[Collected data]
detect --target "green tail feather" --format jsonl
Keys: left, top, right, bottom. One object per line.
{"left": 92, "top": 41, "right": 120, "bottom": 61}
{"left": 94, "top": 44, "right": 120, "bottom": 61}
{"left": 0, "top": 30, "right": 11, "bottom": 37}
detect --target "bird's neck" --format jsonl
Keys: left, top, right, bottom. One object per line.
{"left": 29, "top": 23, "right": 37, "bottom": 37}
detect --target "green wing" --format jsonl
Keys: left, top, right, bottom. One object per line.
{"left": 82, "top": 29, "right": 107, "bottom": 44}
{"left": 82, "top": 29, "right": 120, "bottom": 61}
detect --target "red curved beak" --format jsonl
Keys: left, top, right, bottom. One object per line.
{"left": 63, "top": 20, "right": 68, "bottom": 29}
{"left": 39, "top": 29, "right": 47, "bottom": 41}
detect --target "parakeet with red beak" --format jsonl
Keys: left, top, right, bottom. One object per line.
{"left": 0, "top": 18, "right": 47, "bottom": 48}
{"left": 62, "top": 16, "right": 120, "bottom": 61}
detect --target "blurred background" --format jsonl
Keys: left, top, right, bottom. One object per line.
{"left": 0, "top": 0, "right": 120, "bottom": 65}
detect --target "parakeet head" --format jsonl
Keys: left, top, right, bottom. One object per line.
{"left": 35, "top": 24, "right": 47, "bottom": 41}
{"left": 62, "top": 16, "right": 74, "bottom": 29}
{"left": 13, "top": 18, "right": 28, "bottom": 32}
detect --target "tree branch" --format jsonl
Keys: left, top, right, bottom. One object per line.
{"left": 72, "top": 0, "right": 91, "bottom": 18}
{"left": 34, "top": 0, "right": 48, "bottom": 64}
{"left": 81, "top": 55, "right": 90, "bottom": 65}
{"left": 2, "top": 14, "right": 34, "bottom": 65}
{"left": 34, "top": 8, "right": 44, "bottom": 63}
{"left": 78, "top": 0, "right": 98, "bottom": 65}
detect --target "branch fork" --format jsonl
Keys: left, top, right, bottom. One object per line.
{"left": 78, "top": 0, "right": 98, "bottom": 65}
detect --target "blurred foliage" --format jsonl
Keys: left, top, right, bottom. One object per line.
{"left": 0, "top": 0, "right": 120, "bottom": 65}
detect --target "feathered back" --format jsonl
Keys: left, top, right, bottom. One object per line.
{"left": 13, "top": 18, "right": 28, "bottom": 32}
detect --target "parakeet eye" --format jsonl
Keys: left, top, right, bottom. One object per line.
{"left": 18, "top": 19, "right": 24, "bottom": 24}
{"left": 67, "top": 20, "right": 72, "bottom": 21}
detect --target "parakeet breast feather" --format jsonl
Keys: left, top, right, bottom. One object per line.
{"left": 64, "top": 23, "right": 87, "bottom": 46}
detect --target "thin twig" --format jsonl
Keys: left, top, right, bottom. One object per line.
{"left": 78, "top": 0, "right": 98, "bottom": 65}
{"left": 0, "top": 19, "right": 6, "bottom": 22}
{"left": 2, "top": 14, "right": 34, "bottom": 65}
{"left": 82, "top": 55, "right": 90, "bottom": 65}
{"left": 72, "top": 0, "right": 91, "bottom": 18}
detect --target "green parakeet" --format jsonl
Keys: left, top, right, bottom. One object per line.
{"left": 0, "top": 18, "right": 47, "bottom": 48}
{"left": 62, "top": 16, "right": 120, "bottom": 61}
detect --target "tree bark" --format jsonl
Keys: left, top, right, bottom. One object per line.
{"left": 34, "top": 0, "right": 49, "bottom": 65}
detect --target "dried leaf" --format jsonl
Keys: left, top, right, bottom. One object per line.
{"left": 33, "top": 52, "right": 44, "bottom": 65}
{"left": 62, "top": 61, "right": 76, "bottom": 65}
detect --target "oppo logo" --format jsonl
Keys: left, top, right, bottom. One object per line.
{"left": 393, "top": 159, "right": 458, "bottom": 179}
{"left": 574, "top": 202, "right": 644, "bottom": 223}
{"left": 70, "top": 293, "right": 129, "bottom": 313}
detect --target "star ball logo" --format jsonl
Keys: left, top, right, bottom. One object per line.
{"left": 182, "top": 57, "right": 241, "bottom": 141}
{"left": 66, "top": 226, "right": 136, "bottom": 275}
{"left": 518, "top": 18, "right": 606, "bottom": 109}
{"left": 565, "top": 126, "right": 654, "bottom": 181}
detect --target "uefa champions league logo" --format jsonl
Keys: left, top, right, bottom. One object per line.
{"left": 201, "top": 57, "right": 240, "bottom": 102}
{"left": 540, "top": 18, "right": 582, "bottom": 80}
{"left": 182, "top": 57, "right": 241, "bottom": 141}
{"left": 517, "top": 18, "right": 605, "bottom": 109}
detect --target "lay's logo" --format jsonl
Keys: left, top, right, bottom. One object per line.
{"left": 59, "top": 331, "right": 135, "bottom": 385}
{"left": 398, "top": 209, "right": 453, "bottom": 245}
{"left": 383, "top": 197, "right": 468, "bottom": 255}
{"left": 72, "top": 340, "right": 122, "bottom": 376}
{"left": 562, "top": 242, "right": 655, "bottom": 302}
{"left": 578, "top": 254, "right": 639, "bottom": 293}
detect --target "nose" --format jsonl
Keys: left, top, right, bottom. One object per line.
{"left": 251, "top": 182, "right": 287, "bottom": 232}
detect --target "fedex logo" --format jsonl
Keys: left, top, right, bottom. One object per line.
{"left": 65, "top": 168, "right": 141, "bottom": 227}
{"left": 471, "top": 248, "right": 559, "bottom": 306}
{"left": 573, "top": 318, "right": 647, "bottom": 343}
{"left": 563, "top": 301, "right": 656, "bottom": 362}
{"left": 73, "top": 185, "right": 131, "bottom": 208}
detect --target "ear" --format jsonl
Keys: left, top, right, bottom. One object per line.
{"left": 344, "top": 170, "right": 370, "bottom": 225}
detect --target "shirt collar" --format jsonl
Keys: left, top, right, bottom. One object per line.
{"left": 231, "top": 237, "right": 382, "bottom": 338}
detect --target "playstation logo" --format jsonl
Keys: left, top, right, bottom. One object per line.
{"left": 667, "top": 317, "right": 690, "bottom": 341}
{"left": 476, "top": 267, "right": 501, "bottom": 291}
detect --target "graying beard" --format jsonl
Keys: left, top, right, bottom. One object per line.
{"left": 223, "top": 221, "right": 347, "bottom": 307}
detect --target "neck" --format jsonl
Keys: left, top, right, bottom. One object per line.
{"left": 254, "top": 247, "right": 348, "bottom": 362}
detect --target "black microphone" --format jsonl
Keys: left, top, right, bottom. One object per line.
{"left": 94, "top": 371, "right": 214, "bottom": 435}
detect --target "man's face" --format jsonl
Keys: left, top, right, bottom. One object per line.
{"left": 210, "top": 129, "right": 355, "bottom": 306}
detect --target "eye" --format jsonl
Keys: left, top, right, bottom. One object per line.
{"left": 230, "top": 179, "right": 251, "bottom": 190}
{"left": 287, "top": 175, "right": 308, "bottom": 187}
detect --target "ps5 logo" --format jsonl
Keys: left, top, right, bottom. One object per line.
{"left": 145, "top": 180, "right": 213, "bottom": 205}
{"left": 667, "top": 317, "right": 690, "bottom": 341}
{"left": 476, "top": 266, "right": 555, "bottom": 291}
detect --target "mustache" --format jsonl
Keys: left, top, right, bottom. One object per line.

TASK INSTRUCTIONS:
Every line above in which the word "branch" occurs is to be copied.

WORKED SOLUTION:
detect --target "tree branch" --format jsonl
detect --target "branch fork" --format jsonl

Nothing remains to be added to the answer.